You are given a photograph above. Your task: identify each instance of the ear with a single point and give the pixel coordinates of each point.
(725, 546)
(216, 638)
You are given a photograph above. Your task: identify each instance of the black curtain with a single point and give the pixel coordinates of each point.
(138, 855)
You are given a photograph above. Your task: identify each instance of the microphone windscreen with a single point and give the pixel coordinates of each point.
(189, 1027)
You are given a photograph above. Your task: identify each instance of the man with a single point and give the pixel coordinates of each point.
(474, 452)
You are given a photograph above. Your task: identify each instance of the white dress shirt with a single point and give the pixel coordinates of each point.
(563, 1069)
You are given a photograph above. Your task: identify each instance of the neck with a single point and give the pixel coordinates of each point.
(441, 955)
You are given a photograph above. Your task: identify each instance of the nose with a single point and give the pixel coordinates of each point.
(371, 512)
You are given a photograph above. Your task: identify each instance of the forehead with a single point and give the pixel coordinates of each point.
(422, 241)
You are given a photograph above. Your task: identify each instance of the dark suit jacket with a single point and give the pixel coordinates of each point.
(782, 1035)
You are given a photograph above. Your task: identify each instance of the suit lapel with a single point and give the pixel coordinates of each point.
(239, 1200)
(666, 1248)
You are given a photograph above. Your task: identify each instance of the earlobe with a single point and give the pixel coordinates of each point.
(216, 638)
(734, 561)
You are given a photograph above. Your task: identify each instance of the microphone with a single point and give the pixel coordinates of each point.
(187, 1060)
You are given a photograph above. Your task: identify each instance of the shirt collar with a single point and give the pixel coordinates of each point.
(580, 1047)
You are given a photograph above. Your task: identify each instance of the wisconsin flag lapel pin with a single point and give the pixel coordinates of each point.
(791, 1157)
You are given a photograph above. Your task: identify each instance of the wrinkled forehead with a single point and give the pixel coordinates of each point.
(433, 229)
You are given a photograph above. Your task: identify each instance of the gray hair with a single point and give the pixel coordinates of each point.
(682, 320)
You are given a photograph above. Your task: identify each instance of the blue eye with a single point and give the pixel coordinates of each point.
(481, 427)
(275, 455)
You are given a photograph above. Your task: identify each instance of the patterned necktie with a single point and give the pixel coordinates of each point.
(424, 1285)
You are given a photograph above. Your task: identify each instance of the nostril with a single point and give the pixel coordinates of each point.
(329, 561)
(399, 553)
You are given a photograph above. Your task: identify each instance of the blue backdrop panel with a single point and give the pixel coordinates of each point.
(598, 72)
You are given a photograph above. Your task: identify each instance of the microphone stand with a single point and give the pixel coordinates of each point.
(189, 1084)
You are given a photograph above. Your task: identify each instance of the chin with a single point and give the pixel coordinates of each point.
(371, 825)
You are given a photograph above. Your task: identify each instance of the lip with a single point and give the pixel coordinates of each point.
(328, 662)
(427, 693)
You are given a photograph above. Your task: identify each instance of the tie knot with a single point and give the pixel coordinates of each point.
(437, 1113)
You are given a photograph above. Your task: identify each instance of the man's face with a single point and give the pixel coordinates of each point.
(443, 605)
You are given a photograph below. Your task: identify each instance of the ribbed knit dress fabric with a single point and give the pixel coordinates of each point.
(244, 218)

----

EXERCISE BRIEF =>
Convert everything from the first line of the rows above down to the line containing "(187, 1060)", both ends included, into a JSON list of strings with one string per line and no blank lines.

RESULT FOR THIS EXERCISE =>
[
  "You are given a photograph above. Your task: identify each instance of the ear with a single point and give the pixel coordinates of each point.",
  "(725, 546)",
  "(216, 638)",
  "You are given a photograph above. Your task: identify each instance of the black curtain with a single point and give the pixel coordinates of each point.",
  "(138, 855)",
  "You are given a photograph above. Your task: identify each instance of the microphone windscreen with a single point and give the pixel coordinates of each point.",
  "(189, 1027)",
  "You are given a photograph above. Your task: identify each instance of the man with a single point and give the pixel coordinates of each point.",
  "(474, 452)",
  "You are given a photograph above. Your task: identify each instance of the white dress shirt with a single point and give the pixel coordinates of each point.",
  "(563, 1069)",
  "You are given a photograph above. Your task: identify each instance of the neck with a single point and give the pixel coordinates of each point.",
  "(441, 955)",
  "You are given a photograph above. Your task: identify each instance of the nose with a single point and give the pixel coordinates of each point.",
  "(371, 512)",
  "You are given a photograph above. Your task: identify each instance of the forehead with a single point and give the pixel coordinates of each point.",
  "(422, 241)",
  "You are given a photograph above. Your task: identify each instance of the dark suit jacket with a single point and give the pixel coordinates of each point.",
  "(782, 1035)",
  "You are given a photograph above. Your task: identify each instance of the suit lapel with a single point and give the pixel coordinates of each point.",
  "(239, 1200)",
  "(666, 1248)",
  "You are given a photograph above. Your task: identify each instance of the earlobe with a single point and give the pixel coordinates of each point.",
  "(216, 638)",
  "(734, 561)",
  "You are given a photograph above. Your task: identify each instance of the microphone with a single point and give the pixel coordinates of each point.",
  "(187, 1060)"
]